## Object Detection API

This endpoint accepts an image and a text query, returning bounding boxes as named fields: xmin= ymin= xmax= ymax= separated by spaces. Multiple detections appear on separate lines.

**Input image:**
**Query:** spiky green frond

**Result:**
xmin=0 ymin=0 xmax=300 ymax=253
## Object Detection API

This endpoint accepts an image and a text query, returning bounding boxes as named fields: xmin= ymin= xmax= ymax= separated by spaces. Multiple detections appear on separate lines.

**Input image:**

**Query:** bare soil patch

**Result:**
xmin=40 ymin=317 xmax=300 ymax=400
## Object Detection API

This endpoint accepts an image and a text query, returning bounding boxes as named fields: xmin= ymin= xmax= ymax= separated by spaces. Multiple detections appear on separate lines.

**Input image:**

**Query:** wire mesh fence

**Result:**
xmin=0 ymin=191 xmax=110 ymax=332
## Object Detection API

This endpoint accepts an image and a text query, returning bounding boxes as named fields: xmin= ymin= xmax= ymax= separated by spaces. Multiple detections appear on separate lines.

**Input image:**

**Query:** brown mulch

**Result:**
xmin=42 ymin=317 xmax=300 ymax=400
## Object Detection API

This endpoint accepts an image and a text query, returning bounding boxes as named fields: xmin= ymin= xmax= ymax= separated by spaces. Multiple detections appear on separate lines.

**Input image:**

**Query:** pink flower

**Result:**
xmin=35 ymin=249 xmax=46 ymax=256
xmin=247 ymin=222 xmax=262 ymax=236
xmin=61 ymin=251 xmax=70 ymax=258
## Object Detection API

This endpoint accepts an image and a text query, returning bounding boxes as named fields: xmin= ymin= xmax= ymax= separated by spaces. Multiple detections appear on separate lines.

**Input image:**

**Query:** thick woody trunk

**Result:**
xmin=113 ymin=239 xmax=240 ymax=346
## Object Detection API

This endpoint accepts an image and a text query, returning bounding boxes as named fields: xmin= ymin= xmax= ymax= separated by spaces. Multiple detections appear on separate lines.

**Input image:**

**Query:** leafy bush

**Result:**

▶ _Your task_
Can you reproduce all of the items above word for word, leaving nothing out?

▶ _Result of the task_
## Object Detection API

This endpoint accepts an image and a text query, returning bounding boxes as named fields: xmin= ymin= xmax= ymax= separated by spaces. Multiple detections appear on separate lines.

**Input image:**
**Query:** spiky green frond

**Result:**
xmin=0 ymin=0 xmax=300 ymax=253
## Object Detection API

This endpoint accepts an image and a text query, returning bounding boxes as named fields: xmin= ymin= xmax= ymax= separated by spaces. Multiple detections appear on separate lines.

**Input image:**

**Query:** bare soil patch

**Result:**
xmin=40 ymin=317 xmax=300 ymax=400
## Object Detection API

This endpoint accepts an image and a text query, returning bounding boxes as named fields: xmin= ymin= xmax= ymax= separated by spaces. Multiple detections appear on separate lines.

**Input image:**

**Query:** wire mesh fence

**Result:**
xmin=0 ymin=191 xmax=110 ymax=332
## Object Detection API

This endpoint accepts an image and a text query, returning bounding boxes as named fields: xmin= ymin= xmax= ymax= separated by spaces. Multiple detections appear on separate lines.

**Input image:**

**Query:** brown mulch

**Result:**
xmin=42 ymin=317 xmax=300 ymax=400
## Object Detection API

This endpoint accepts an image and a text query, returning bounding boxes as named fields: xmin= ymin= xmax= ymax= separated by spaces. Multiple detections appear on separate lines.

**Input image:**

**Query:** pink flower

**Result:**
xmin=35 ymin=249 xmax=46 ymax=256
xmin=247 ymin=222 xmax=262 ymax=236
xmin=61 ymin=251 xmax=70 ymax=258
## Object Detection API

This endpoint accepts an image and a text query, returning bounding boxes as named fields: xmin= ymin= xmax= ymax= separated by spaces. Multiple detections appear on separate lines.

**Input image:**

**Query:** thick woody trunk

**Result:**
xmin=113 ymin=239 xmax=240 ymax=346
## Object Detection API

This endpoint accepts an image and a text query, returning bounding boxes as named fields: xmin= ymin= xmax= ymax= separated by spaces. Multiple detections appear on separate lines.

**Input image:**

**Query:** leafy bush

**Result:**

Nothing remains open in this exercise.